**Material provided:**
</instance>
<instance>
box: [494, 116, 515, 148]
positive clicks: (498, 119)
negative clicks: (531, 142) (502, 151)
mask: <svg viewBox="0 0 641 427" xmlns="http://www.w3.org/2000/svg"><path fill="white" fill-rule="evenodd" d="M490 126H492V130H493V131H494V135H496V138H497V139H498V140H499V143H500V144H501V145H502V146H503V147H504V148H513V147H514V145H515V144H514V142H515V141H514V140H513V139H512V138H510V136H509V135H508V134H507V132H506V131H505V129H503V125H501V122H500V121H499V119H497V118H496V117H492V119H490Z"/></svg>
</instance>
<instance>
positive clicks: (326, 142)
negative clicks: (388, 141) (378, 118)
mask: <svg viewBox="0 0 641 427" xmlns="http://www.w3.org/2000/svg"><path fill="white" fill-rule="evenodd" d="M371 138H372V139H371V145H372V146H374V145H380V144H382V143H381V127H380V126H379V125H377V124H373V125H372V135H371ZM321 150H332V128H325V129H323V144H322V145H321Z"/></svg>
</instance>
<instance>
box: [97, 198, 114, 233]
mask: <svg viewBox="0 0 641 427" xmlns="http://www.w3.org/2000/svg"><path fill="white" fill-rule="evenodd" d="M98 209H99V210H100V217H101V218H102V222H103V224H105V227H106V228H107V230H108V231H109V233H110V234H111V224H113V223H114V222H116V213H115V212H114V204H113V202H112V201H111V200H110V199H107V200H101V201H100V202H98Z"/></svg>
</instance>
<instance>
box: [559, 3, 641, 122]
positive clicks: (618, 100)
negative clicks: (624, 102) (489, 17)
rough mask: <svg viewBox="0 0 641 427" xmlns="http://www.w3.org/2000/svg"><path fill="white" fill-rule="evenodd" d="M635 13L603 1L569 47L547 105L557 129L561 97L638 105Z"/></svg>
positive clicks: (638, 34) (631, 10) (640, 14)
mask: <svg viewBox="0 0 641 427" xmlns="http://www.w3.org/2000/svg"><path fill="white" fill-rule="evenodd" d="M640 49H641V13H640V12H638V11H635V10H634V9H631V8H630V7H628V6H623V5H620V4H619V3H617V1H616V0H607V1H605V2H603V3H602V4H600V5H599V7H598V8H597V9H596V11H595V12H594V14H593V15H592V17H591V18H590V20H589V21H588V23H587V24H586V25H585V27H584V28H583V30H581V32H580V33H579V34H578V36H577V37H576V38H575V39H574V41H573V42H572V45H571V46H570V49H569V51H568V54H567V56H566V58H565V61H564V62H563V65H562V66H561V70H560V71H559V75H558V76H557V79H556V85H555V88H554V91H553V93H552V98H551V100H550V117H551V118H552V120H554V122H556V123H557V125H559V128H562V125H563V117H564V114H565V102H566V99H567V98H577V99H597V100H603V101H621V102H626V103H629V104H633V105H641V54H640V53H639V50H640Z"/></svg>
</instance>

**Prompt:** Find every line in the records that contains the string "positive" and copy each one.

**Task solution:**
positive clicks: (498, 119)
positive clicks: (326, 142)
positive clicks: (618, 100)
positive clicks: (638, 34) (631, 10) (640, 14)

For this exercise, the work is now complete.